STATED PROBLEM:
In the material below, reproduce verbatim the lines beginning with the one containing "Where can you find the calm" and continuing through the one containing "point(85, 368)", both included.

DATA LINES:
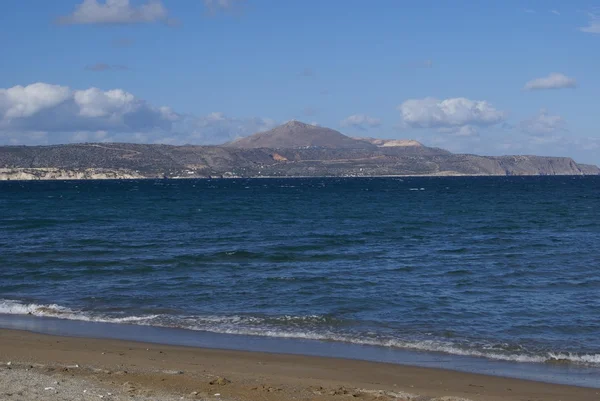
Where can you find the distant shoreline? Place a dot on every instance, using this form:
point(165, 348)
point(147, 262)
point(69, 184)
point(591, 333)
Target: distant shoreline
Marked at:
point(5, 179)
point(190, 371)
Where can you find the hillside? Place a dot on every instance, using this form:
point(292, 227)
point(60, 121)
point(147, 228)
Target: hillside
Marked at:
point(308, 151)
point(295, 134)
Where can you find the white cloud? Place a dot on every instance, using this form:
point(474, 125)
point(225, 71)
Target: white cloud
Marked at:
point(543, 123)
point(20, 102)
point(360, 121)
point(55, 108)
point(449, 113)
point(594, 24)
point(116, 12)
point(552, 81)
point(63, 114)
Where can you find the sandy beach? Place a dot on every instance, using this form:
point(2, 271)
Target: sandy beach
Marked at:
point(40, 367)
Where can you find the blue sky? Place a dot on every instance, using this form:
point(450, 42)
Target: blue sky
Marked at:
point(511, 77)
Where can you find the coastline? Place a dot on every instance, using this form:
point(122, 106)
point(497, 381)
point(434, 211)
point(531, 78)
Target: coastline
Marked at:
point(179, 371)
point(113, 176)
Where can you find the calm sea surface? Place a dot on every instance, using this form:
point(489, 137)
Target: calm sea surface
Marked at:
point(499, 268)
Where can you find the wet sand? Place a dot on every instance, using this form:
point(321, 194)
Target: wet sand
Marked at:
point(85, 368)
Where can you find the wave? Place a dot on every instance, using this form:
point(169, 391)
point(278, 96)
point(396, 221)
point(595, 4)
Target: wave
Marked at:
point(309, 327)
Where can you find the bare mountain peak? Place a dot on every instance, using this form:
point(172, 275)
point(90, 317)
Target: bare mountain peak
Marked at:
point(296, 134)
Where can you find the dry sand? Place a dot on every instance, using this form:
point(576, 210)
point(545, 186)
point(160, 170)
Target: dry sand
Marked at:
point(44, 367)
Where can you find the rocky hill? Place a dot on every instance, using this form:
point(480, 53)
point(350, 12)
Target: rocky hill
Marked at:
point(305, 153)
point(295, 134)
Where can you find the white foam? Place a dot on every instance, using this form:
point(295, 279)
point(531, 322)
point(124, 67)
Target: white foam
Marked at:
point(268, 327)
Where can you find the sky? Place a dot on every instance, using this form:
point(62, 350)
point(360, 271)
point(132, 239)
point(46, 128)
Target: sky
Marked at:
point(492, 78)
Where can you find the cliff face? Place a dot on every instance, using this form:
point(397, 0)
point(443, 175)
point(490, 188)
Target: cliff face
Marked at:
point(31, 174)
point(122, 161)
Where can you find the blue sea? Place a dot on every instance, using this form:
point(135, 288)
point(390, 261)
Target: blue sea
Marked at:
point(500, 270)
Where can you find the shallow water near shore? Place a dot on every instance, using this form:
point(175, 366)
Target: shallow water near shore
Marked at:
point(500, 270)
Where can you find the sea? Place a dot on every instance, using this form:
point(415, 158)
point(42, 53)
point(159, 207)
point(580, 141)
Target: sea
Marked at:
point(497, 275)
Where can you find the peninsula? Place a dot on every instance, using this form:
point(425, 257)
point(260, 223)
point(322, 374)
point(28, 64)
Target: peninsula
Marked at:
point(294, 149)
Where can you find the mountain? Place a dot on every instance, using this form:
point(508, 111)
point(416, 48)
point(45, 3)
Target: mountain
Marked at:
point(390, 142)
point(292, 150)
point(295, 134)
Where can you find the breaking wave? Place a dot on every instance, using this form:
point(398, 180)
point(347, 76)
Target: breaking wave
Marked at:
point(311, 327)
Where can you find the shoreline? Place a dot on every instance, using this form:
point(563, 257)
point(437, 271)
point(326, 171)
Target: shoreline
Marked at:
point(553, 373)
point(181, 178)
point(182, 371)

EXERCISE OUTPUT:
Where can you find the calm sea surface? Place a dot on every instance, using this form:
point(489, 137)
Target: calm sea surface
Marked at:
point(499, 268)
Where can you find the wet sand? Place a dot on every instance, using this form:
point(321, 194)
Target: wet sand
Marked at:
point(85, 368)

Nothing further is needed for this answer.